Stored entries
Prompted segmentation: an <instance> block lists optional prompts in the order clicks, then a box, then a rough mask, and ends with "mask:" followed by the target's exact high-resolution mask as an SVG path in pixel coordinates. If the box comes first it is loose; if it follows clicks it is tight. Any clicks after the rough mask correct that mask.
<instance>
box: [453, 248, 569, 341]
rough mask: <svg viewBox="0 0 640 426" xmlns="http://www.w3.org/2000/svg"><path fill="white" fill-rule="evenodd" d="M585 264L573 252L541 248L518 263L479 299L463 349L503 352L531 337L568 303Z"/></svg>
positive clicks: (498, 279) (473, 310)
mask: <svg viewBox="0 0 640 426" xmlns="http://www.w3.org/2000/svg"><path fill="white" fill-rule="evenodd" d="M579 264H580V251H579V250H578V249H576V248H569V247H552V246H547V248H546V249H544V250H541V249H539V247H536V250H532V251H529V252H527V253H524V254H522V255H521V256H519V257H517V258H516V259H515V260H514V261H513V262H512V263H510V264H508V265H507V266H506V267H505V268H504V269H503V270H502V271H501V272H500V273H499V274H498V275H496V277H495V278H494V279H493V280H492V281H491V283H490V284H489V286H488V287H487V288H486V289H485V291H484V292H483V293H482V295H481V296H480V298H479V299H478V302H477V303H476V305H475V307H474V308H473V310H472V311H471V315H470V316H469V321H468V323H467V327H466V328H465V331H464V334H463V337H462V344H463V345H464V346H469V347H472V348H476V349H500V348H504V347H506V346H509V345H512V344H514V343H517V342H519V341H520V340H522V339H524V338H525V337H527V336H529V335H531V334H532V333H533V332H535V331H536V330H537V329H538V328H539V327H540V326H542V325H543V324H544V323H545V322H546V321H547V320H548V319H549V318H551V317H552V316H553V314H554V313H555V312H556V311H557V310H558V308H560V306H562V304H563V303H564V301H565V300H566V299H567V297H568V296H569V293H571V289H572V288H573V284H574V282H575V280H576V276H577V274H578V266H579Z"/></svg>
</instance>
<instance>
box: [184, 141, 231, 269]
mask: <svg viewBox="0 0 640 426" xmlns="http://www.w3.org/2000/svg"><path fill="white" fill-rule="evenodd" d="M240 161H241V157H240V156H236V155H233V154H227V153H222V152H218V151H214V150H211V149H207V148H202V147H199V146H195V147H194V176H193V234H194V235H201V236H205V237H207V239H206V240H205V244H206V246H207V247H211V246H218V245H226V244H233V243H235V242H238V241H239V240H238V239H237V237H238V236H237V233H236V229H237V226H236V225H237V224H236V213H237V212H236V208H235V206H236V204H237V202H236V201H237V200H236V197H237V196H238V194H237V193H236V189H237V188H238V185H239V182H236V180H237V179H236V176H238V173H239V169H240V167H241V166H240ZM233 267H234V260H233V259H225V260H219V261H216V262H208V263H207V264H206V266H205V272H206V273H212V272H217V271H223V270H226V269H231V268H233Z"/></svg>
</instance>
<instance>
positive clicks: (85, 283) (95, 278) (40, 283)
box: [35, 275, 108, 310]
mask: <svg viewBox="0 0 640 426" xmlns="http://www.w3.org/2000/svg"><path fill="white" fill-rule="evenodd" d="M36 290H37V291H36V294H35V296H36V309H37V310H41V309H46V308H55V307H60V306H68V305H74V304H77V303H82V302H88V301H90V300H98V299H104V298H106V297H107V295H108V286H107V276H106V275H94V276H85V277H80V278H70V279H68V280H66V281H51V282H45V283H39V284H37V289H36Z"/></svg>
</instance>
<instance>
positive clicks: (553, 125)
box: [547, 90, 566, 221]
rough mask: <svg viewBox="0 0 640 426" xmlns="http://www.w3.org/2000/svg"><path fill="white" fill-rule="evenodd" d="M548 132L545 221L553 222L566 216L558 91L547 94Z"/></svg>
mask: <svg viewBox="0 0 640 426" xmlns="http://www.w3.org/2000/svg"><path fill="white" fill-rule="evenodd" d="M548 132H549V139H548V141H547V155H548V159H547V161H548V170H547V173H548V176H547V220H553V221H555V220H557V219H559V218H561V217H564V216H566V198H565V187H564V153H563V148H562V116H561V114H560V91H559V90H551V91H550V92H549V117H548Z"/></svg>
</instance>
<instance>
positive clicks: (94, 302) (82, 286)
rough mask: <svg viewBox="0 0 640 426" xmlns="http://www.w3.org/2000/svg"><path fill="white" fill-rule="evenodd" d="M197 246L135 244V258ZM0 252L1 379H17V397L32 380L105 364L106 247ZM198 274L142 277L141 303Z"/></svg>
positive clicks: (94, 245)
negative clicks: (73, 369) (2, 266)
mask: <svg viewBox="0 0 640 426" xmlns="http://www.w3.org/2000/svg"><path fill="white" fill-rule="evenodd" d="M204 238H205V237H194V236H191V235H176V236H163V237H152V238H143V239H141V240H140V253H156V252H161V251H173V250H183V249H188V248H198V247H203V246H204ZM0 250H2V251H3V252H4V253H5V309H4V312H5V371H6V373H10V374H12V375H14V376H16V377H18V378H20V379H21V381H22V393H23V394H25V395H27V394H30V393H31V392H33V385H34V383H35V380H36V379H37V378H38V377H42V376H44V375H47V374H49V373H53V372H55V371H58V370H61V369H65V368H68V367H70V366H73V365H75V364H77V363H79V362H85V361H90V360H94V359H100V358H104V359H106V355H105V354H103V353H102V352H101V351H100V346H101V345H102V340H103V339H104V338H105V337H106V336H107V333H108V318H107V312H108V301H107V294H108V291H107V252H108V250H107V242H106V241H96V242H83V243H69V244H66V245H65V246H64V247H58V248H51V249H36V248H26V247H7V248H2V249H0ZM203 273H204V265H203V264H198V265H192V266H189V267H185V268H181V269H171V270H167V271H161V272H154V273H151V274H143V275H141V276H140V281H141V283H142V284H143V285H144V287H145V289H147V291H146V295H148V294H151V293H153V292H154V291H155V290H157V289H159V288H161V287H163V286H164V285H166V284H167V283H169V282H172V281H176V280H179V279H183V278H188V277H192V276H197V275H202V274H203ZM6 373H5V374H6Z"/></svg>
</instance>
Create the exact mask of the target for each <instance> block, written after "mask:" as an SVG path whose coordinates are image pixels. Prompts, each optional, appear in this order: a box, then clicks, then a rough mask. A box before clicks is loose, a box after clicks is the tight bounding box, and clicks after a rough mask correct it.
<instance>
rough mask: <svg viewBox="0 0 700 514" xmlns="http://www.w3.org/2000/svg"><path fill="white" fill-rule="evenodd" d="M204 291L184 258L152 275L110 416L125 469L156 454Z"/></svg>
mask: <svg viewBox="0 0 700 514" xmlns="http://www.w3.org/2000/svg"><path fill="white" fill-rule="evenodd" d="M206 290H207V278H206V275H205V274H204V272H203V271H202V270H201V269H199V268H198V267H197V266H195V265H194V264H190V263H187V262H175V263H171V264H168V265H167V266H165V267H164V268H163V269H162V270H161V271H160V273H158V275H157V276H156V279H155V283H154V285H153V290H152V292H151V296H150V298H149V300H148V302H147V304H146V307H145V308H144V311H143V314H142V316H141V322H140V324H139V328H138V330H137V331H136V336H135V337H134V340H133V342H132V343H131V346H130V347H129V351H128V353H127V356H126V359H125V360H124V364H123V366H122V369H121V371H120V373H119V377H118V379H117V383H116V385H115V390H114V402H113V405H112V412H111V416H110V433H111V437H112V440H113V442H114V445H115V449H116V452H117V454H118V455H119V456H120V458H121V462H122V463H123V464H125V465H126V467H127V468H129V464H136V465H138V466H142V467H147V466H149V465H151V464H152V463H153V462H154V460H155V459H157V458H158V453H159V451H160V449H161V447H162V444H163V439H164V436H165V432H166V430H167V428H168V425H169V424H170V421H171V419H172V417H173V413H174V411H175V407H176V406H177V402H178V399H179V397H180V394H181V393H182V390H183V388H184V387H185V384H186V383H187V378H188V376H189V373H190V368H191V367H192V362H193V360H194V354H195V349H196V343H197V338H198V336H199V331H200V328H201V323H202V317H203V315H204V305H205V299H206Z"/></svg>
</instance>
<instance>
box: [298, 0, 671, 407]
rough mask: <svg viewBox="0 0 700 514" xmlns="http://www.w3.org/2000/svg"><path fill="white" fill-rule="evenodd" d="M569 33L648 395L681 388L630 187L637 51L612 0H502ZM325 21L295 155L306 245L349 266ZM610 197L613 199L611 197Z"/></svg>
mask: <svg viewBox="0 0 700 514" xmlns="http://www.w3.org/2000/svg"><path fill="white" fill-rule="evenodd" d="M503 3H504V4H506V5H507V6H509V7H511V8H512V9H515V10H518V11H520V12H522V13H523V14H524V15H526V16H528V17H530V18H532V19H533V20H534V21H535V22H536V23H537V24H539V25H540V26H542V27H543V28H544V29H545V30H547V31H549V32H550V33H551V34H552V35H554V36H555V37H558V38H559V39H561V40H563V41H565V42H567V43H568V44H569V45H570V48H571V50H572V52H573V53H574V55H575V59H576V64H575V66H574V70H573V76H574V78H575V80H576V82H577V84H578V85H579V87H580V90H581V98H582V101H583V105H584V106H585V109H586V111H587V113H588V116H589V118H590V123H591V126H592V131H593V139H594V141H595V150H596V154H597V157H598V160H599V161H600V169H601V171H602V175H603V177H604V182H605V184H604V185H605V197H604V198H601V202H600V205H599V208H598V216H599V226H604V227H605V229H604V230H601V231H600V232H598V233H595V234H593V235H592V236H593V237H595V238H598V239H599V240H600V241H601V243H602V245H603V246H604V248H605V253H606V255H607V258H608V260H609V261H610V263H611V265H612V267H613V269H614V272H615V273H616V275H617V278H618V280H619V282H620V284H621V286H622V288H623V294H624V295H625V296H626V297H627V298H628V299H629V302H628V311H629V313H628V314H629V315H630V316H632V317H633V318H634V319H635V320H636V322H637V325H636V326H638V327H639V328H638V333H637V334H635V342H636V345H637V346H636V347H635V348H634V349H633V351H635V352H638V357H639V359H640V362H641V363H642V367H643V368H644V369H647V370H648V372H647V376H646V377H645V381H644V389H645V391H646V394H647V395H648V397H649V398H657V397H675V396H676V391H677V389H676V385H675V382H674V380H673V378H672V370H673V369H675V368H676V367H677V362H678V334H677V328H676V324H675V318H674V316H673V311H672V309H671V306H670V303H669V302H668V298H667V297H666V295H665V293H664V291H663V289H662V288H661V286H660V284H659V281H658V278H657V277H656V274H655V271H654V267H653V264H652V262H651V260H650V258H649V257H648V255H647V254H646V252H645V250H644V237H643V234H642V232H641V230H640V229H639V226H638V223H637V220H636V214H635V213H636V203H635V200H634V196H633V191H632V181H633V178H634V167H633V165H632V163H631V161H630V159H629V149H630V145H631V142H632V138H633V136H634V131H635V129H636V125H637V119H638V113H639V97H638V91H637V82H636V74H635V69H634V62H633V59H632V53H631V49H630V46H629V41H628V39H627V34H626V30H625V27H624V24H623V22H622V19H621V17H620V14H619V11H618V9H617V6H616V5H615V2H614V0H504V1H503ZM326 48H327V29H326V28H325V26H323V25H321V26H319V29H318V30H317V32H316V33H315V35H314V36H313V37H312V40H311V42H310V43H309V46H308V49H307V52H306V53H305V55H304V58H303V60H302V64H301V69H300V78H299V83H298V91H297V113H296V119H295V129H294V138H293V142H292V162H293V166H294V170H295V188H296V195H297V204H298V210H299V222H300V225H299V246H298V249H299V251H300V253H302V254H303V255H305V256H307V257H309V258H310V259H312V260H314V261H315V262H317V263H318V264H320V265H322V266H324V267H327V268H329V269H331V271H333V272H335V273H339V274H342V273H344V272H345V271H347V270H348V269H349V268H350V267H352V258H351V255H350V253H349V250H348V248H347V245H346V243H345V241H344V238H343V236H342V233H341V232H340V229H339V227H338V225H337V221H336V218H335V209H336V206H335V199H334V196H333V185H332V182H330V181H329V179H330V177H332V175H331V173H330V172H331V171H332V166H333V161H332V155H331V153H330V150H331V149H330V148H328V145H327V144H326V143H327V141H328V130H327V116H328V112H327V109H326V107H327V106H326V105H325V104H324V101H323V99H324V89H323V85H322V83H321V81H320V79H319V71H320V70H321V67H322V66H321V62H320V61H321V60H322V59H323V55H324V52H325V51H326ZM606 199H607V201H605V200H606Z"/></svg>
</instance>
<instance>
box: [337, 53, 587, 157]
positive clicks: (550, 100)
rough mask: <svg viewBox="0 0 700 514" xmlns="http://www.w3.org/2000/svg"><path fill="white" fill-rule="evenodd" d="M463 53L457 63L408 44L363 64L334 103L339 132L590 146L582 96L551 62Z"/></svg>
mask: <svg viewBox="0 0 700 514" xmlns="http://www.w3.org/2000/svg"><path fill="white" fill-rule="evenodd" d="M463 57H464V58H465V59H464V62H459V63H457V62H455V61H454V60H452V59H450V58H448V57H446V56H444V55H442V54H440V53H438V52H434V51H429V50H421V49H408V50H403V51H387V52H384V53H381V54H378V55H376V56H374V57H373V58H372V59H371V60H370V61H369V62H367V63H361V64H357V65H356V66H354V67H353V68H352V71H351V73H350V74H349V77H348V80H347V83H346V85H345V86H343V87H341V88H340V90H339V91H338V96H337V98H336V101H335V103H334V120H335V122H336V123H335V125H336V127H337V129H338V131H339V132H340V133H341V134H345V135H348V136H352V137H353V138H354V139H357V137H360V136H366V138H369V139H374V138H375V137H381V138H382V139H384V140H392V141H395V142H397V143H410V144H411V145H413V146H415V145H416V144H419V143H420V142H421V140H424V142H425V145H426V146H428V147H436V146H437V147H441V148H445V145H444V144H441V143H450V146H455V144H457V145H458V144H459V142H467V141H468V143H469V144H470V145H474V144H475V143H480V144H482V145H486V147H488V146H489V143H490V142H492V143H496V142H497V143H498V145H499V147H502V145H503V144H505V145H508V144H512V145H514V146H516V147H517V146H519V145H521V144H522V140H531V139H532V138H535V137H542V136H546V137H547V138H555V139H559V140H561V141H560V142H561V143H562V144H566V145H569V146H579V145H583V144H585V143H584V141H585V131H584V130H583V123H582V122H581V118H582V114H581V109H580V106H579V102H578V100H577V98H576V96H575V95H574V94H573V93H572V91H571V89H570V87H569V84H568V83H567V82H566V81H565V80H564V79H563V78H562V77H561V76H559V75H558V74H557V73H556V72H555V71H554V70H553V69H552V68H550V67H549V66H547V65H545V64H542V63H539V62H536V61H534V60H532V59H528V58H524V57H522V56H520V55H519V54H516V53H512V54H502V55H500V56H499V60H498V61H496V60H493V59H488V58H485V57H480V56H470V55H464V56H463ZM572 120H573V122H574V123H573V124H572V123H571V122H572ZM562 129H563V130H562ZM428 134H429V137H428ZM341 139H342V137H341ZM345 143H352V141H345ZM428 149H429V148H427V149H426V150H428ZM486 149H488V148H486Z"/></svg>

REQUIRED ACTION
Looking at the data above, show all lines where the word "optional" occurs.

SOLUTION
Prompted segmentation: an <instance> block lists optional prompts in the order clicks, then a box, then a rough mask, and ends with "mask:" followed by the target's exact high-resolution mask as an SVG path in pixel coordinates. If the box comes first it is loose; if it follows clicks it is tight. Any clicks after the rough mask correct that mask.
Create the exact mask of the target for each <instance> block, written after "mask:" as an SVG path whose coordinates are image pixels. Prompts, each optional, appear in this order: a box, then clicks, then a rough mask. A box before clicks is loose, a box after clicks is the tight bounding box, and clicks after a rough mask correct it.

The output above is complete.